►

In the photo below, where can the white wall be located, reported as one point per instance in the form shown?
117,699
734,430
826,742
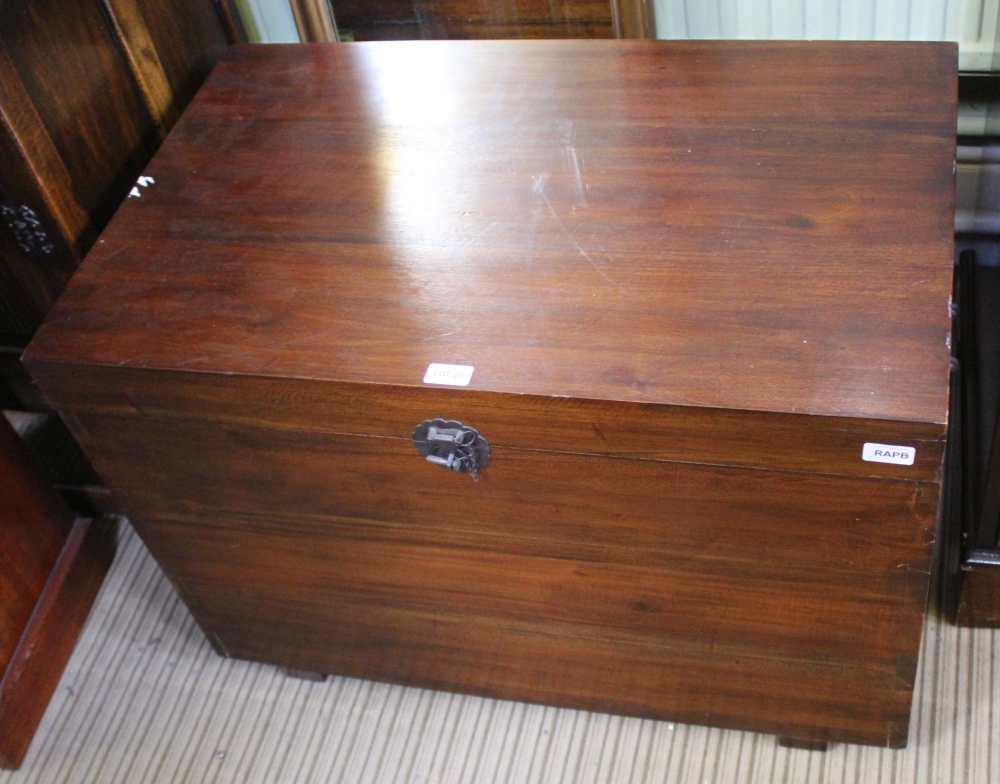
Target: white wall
974,24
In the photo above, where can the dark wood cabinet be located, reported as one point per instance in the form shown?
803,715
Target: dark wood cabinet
360,20
693,295
87,92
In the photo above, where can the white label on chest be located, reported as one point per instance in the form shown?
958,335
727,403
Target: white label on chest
887,453
448,375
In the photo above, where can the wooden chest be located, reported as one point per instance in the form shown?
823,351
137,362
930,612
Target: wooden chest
694,297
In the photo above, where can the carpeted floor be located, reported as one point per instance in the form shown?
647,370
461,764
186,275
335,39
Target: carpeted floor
145,699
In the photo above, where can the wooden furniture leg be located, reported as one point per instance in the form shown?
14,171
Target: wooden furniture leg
51,566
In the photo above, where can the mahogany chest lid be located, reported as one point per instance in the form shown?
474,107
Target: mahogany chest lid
735,225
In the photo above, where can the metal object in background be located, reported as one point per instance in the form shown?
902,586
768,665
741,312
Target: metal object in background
27,228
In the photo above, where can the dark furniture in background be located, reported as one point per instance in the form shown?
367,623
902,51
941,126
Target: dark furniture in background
53,564
972,552
659,259
362,20
87,92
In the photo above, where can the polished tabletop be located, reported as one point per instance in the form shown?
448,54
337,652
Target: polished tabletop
740,225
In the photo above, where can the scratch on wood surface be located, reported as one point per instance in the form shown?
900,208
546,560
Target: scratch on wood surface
538,187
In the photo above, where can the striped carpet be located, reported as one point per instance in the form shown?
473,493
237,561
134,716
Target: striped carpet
145,699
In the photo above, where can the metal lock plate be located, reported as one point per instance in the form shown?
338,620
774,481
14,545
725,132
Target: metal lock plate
452,445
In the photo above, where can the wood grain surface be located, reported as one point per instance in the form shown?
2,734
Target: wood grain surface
693,278
456,19
774,601
749,226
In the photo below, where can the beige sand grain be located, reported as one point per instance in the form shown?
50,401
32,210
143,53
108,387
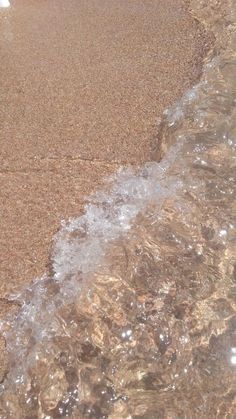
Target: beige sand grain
83,84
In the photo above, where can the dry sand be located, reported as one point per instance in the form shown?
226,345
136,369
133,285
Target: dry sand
83,84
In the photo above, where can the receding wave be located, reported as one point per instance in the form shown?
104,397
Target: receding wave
138,316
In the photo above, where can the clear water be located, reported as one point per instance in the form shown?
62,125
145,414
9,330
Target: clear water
138,316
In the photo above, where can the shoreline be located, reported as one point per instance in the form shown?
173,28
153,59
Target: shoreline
36,195
28,176
212,156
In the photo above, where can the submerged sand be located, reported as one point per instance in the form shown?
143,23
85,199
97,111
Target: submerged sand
83,86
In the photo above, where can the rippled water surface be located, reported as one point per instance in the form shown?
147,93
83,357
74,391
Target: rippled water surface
138,317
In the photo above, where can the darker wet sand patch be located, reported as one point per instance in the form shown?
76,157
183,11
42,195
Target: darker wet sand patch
83,84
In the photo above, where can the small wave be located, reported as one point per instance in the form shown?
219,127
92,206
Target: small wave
138,315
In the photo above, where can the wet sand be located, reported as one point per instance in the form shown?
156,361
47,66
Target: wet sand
83,86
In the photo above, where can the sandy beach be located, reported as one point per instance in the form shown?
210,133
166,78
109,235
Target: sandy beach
83,87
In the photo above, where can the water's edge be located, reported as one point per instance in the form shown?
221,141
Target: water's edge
141,301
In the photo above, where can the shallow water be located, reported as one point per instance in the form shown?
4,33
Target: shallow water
138,317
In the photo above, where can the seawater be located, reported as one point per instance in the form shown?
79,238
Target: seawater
138,316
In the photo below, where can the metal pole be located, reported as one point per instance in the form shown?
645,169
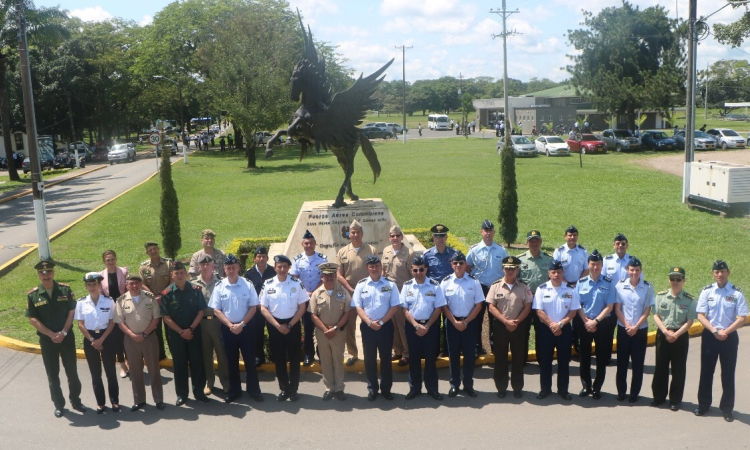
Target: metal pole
37,185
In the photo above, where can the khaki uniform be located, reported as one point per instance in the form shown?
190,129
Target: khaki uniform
211,337
330,309
397,267
137,317
354,268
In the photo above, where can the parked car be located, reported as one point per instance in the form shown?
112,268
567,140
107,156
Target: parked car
121,153
522,146
552,146
702,141
620,140
377,132
726,138
657,140
590,144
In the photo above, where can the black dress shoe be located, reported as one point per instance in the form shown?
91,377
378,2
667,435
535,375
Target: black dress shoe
700,411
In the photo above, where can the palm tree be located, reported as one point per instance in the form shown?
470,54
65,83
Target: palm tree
44,26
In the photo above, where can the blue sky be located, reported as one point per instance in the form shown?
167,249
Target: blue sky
449,37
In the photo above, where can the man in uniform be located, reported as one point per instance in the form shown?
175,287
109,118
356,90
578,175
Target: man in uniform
596,293
283,301
182,308
305,267
556,304
484,262
674,314
235,302
156,276
352,269
50,308
376,299
329,306
509,302
208,240
422,300
211,328
257,275
137,314
721,309
463,296
396,261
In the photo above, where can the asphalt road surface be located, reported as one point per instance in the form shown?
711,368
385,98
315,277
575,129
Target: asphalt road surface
455,423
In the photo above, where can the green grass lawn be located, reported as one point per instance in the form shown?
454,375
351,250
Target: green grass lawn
451,181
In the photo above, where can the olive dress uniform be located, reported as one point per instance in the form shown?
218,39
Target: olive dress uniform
182,306
52,310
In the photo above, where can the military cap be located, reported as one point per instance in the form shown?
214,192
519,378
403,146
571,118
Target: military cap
634,262
511,261
92,276
439,230
45,265
677,271
328,268
533,234
596,256
720,264
458,256
281,258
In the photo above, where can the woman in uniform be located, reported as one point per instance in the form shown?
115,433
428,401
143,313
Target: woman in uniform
94,314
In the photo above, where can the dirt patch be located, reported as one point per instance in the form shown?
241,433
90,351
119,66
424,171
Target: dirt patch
673,164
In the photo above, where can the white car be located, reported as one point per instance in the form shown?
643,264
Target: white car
552,146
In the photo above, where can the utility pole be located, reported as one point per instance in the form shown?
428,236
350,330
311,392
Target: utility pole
505,34
403,92
37,185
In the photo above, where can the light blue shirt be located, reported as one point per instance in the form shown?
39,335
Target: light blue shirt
422,299
375,297
556,302
595,295
634,301
574,261
486,262
233,300
722,306
306,269
461,294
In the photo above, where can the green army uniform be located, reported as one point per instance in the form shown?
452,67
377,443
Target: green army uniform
182,306
52,310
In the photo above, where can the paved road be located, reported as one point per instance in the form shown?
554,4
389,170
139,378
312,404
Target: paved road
460,422
67,202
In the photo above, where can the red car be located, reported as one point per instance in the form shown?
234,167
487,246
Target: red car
590,144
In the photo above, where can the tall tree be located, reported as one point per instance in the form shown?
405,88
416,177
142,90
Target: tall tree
628,59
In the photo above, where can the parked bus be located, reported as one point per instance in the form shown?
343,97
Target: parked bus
438,122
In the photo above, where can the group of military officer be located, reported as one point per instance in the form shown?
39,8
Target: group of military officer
402,302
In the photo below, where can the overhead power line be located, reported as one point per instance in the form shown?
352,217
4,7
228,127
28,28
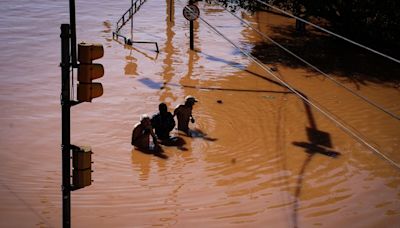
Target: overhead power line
317,69
326,113
329,32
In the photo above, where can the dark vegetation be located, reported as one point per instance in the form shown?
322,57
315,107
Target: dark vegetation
373,23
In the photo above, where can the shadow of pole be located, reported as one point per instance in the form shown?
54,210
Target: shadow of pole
318,142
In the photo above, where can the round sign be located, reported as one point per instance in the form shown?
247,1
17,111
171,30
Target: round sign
191,12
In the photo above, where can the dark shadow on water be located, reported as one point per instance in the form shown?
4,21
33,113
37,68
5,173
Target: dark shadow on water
197,133
331,55
176,141
150,83
159,152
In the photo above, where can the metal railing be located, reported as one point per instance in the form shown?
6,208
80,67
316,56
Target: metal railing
135,6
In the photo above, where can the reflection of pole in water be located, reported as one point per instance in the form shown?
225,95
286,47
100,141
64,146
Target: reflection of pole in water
171,11
168,69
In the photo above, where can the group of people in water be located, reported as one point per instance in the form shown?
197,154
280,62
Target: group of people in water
161,124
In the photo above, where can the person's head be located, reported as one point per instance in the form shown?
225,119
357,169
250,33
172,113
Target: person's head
145,120
162,107
190,100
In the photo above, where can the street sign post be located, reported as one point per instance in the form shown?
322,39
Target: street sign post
191,12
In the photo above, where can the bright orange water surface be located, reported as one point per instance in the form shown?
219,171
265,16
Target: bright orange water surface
247,171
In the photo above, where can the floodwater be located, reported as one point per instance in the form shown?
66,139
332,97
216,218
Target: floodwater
251,162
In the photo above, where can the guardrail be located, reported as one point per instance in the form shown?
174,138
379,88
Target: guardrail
125,18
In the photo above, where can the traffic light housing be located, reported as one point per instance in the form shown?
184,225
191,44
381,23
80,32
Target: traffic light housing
88,71
82,166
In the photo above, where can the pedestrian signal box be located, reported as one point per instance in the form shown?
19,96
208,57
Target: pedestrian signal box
88,71
82,164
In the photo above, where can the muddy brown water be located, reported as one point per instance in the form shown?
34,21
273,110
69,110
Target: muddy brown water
251,163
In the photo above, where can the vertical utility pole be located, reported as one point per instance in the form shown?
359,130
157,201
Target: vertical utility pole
191,13
191,36
171,5
131,16
65,128
73,32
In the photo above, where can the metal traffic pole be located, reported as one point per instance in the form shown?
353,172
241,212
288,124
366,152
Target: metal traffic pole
65,126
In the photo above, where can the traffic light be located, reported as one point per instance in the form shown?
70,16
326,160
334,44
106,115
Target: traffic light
82,164
88,71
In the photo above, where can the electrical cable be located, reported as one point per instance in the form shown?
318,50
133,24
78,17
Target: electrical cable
326,113
329,32
316,69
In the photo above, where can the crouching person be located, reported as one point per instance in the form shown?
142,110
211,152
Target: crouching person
141,135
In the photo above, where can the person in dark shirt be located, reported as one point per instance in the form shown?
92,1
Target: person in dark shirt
183,113
163,122
141,135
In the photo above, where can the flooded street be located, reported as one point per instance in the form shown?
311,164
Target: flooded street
259,157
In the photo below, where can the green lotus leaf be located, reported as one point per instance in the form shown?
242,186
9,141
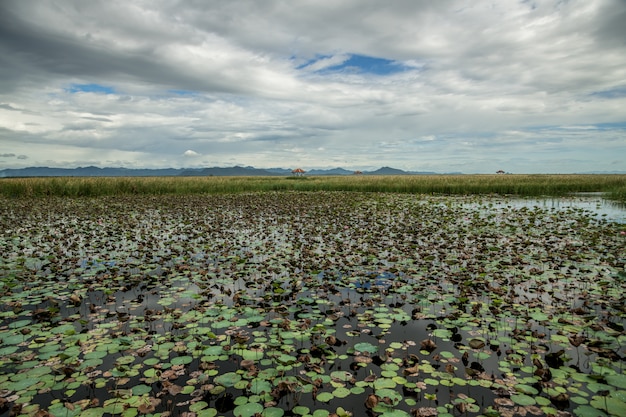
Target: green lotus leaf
588,411
365,347
181,360
228,379
273,412
523,399
300,410
325,397
395,413
341,392
618,380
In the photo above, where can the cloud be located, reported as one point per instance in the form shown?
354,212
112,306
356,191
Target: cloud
191,154
420,85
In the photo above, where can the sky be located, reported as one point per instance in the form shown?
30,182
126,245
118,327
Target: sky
466,86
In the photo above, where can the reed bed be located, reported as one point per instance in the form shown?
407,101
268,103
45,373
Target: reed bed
522,185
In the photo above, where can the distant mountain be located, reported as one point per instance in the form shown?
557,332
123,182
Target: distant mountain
92,171
230,172
387,171
333,171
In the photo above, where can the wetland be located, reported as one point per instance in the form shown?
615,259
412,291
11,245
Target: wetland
324,303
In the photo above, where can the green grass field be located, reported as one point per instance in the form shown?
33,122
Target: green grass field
521,185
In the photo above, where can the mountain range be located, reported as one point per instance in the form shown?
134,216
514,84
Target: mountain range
92,171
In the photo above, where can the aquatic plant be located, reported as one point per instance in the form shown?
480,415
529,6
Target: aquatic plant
308,304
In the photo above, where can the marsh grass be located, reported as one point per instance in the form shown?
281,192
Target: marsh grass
521,185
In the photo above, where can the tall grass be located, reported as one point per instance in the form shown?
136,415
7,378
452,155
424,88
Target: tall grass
522,185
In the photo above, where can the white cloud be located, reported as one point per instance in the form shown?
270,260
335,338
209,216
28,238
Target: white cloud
246,82
191,154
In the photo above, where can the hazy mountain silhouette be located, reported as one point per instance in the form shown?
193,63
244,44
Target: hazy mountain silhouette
92,171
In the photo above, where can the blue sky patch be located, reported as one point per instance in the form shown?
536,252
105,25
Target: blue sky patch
90,88
354,63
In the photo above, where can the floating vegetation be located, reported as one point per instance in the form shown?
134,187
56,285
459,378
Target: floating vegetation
309,304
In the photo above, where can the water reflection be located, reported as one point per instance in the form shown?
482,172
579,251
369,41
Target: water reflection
593,204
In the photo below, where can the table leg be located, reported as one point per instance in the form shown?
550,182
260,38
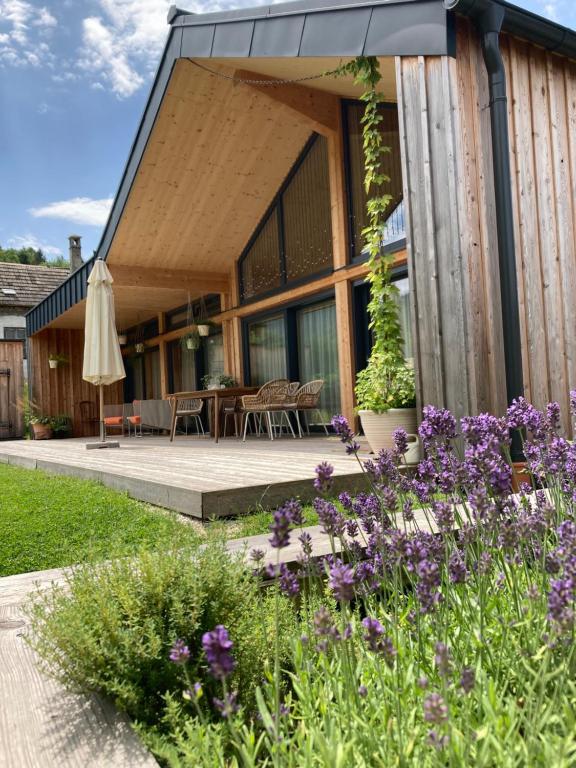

◄

TO DO:
Please work out how many lines of the listing contain the string "below", and answer with the number only.

EXPECTED ANSWER:
6